## Your task:
Transcribe each line below verbatim; pictures excluded.

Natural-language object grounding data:

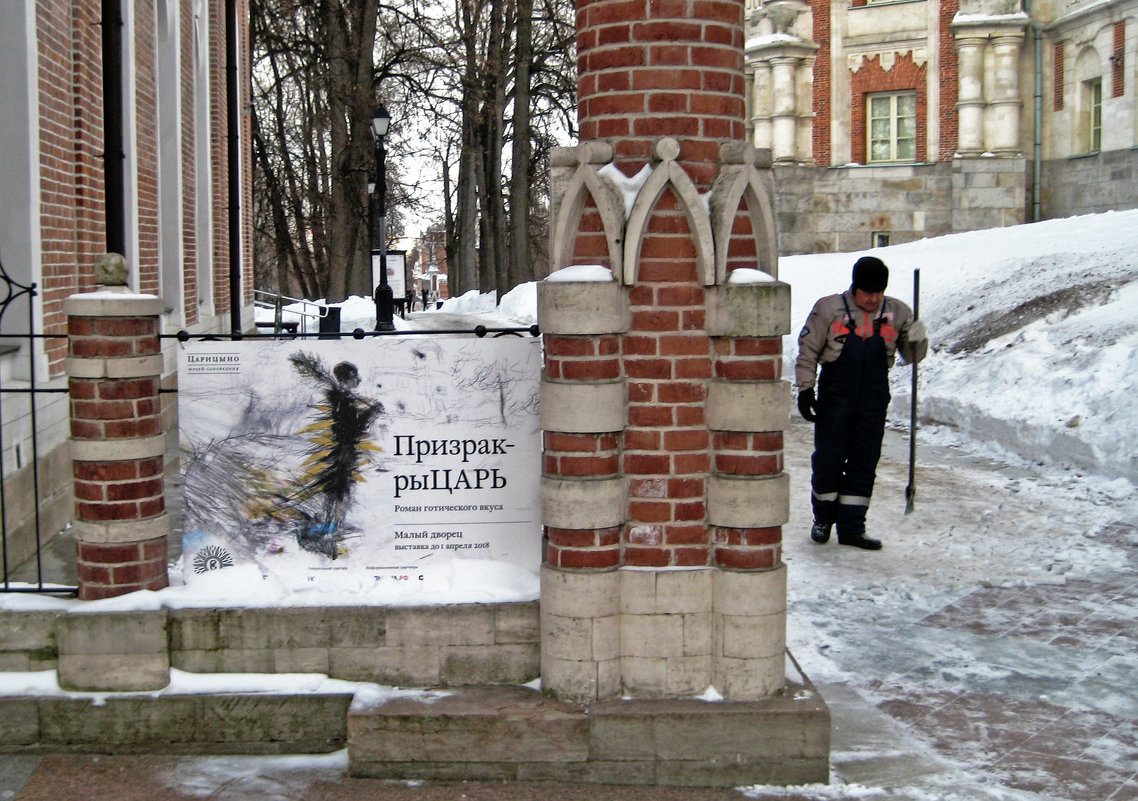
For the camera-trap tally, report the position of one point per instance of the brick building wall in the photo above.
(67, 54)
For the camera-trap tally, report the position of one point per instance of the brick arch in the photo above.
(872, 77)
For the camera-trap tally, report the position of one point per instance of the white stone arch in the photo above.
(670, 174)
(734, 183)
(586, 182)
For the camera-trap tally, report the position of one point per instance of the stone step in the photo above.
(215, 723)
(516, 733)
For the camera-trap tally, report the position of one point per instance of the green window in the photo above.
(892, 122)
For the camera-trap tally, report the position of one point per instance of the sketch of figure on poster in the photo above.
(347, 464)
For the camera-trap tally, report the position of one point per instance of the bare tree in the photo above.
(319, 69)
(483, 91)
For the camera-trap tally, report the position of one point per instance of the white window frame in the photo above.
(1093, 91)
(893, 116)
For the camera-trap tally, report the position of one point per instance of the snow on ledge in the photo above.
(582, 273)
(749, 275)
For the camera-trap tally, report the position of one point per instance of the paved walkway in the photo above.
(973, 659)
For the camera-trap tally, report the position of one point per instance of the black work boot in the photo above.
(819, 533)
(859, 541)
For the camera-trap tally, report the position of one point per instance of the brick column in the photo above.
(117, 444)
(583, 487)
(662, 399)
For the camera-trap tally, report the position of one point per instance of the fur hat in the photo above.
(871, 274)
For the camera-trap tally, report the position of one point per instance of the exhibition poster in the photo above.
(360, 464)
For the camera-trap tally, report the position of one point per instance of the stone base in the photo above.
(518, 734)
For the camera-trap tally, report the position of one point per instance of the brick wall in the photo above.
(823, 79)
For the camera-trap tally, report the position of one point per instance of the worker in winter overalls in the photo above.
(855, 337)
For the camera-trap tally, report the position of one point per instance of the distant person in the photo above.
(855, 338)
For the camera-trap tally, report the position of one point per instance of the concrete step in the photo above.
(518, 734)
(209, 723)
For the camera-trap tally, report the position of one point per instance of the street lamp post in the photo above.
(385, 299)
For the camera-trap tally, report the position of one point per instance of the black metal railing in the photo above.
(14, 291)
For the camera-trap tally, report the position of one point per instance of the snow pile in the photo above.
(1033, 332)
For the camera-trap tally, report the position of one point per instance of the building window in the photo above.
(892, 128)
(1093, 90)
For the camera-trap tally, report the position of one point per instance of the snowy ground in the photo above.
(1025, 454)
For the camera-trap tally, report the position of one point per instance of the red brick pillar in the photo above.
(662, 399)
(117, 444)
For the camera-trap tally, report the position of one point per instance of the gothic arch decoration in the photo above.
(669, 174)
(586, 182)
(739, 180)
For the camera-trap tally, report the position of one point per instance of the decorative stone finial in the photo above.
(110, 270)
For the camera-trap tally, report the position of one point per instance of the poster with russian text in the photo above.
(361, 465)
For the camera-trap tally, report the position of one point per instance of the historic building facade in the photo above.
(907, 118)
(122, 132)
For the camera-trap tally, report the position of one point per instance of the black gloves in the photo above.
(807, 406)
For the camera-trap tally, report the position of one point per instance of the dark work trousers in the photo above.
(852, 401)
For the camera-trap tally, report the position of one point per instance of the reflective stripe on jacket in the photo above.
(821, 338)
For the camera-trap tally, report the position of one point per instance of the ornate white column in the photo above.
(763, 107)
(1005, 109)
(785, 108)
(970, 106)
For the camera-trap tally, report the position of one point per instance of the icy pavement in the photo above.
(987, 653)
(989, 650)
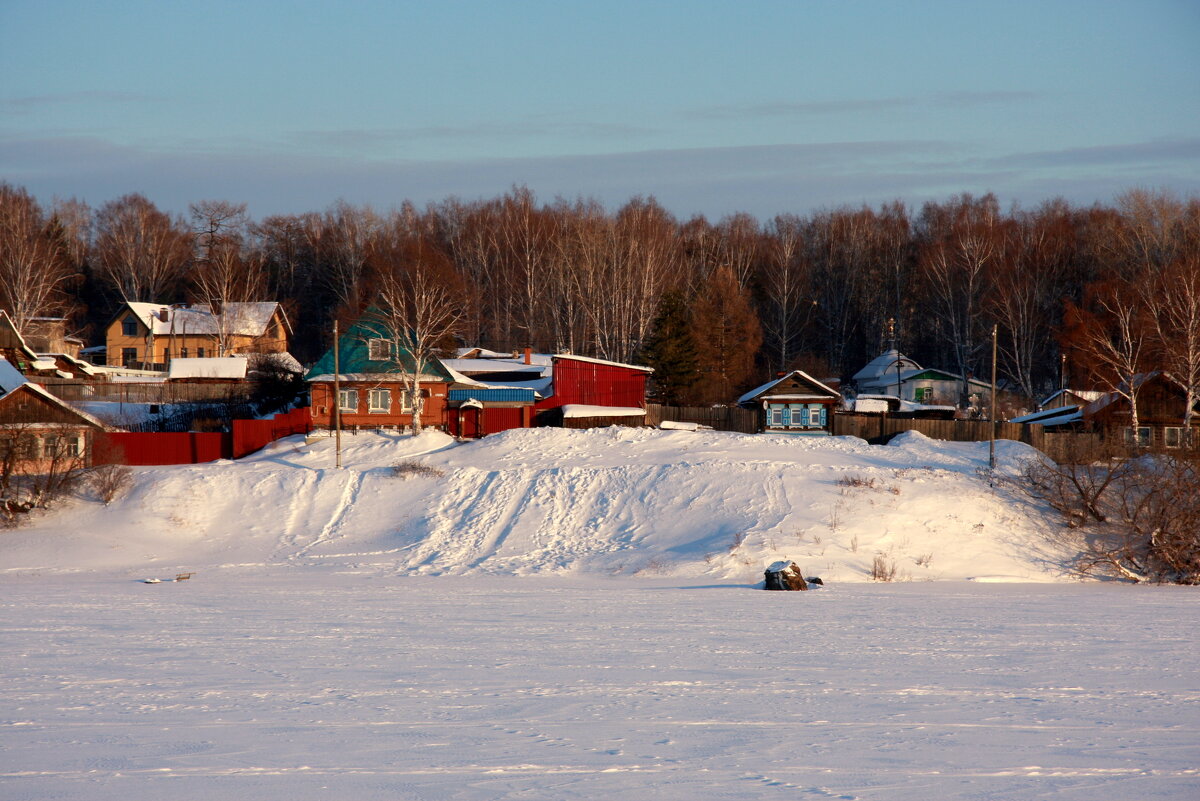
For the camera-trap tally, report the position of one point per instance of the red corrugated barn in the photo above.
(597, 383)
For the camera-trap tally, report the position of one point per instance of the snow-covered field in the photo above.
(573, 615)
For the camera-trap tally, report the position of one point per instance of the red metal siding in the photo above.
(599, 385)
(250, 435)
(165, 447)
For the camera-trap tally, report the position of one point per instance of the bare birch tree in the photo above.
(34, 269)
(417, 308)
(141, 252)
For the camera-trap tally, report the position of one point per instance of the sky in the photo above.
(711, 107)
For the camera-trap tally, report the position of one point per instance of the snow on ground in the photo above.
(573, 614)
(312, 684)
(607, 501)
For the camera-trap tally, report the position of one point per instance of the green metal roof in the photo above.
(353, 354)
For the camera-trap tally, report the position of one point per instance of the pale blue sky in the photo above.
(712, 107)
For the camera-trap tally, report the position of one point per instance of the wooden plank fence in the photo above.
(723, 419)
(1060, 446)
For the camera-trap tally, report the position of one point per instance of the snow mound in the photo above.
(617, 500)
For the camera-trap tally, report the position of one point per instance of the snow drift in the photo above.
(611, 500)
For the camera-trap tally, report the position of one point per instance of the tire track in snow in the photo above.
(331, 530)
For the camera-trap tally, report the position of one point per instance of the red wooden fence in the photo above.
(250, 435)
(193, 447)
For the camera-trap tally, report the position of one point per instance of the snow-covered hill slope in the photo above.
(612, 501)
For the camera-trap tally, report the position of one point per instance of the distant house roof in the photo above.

## Response area:
For the camera-trap tally, report the position of one point per instance of the brick building wall in the photo above.
(67, 54)
For the camera-trap tally, report the position of one point per instance of the brick arch in the photo above.
(872, 77)
For the camera-trap tally, report the position of one point per instance of the white stone arch in the photo above.
(670, 174)
(734, 183)
(586, 182)
For the camera-trap tally, report the position of one point per instance of the stone step in the photo above.
(215, 723)
(516, 733)
For the camera-trap tally, report the position of one point per instance of the green window in the photo above.
(892, 122)
For the camera-trap tally, report the position of one point per instance of the sketch of figure on poster in the photo above.
(347, 464)
For the camera-trap tally, report the position of one point per instance of the bare tree in the photo above.
(319, 69)
(483, 91)
For the camera-trap tally, report the position of one point per instance of the white window frame in the photo above.
(1093, 91)
(893, 116)
For the camera-trap tally, report the position of one point per instance of the snow on ledge in the photo above.
(582, 273)
(749, 275)
For the camera-trap tally, report the position of one point per instance of the paved walkway in the photo above.
(973, 659)
For the camera-trap tally, report the position of one point per instance of the black work boot in the photo above.
(819, 533)
(859, 541)
For the camera-trap tally, report the position of one point per instance of the brick column in the photo above.
(117, 444)
(583, 487)
(662, 399)
For the camera-trap tally, report the position of one point per instance of the fur hat in the photo above.
(871, 274)
For the camera-trap tally, report the position of one point per instance of the exhibition poster in the photo above.
(360, 464)
For the camera-trap tally, report the position of one point per instance of the stone base in the photo above.
(518, 734)
For the camera-trap tally, report the position of one point per instance of the brick wall in the photo above.
(823, 79)
For the camera-trap tally, report the position of one point per instance of the worker in winter overalls in the photo above.
(855, 337)
For the camera-trap tally, report the position of one point per instance of the distant person in the photo above.
(855, 338)
For the camera-trap tally, report the position of one point per instance of the concrete step in the photo above.
(518, 734)
(209, 723)
For the camera-trap tally, report the position of one point per instance of the street lamp post in the photo above.
(385, 299)
For the camera-trap tally, report the position of one point per instance of the black metal railing in the photo above.
(14, 291)
For the camera-trap tally, report the position of one point per instance of the snow pile in the photo above.
(1033, 332)
For the camera-trap tally, report the position of one point per instance of the building window in the photo above.
(892, 128)
(1093, 90)
For the camera-trap tally, report the position of one point per instance of the snowy ground in the photo above.
(1025, 454)
For the camera-trap tally, report the position of one point per instance of the red brick pillar in the photo above.
(662, 399)
(117, 444)
For the camera-trap tally, report the position of one point per instance of the gothic arch decoration in the photo above.
(669, 174)
(586, 182)
(739, 180)
For the camera-trap tally, report the position of one point per instance of the decorative stone finial in the photo above.
(110, 270)
For the camera-trap tally, report the position of one point per instance of the poster with russian text in the photo above.
(361, 465)
For the camera-trap tally, report the position of one point per instance of the historic building facade in the photo above.
(907, 118)
(122, 132)
For the camera-trap tally, report the position of one point per instance of the black gloves in the photo above.
(807, 406)
For the camera-trap tally, report the position of one point per instance of the dark work trousers in the photo above.
(852, 401)
For the camera-trap tally, report the position of one point per instance of the reflective stripe on jacket in the photo above.
(821, 338)
For the camera-trap tally, report the position of one point per instance of the ornate white column in the photo above.
(763, 107)
(1005, 109)
(785, 108)
(970, 106)
For the camera-trap tally, report the position of one point per instance of the icy pavement in the photo above.
(987, 653)
(989, 650)
For the camera-trap tally, report the position of one point per instance of the red corrugated barn in the photo above.
(597, 383)
For the camera-trap tally, report the position of one point per instance of the snow-covered field in the photo above.
(573, 615)
For the camera-trap tally, report the position of one point per instance of the red metal siding in the photo above.
(599, 385)
(250, 435)
(165, 447)
For the camera-trap tally, report the position of one point per instance of the bare birch tree in the photo above.
(34, 269)
(417, 308)
(141, 252)
For the camera-trap tally, report the position of one point per instance of the sky in the photo above.
(711, 107)
For the camera-trap tally, report the position of one point per instance of the snow on ground in the photo above.
(573, 614)
(312, 684)
(607, 501)
For the camera-trap tally, report the position of one point per instance of the green metal roof in the photo above.
(353, 354)
For the camera-trap tally, report the position of one point per instance of the pale blue sky in the photo above.
(712, 107)
For the camera-trap tally, report the position of one point per instance of the wooden plank fence in the photo above.
(723, 419)
(1060, 446)
For the camera-trap tally, report the position of one point per instance of the snow mound in the photo above.
(617, 500)
For the camera-trap tally, report the position of one point per instance of the snow drift in the photo above.
(611, 500)
For the camera-trap tally, report the position of one point per instance of the tire track in snow in the photo above.
(331, 530)
For the camera-trap tally, report the position of one point per instance of the red wooden fence in the photo above.
(250, 435)
(193, 447)
For the camera-trap tally, report the position of one point per instance of the snow-covered hill slope in the photo above.
(612, 501)
For the camera-trap tally, report the position of one point per instance of the distant house roof in the photo above.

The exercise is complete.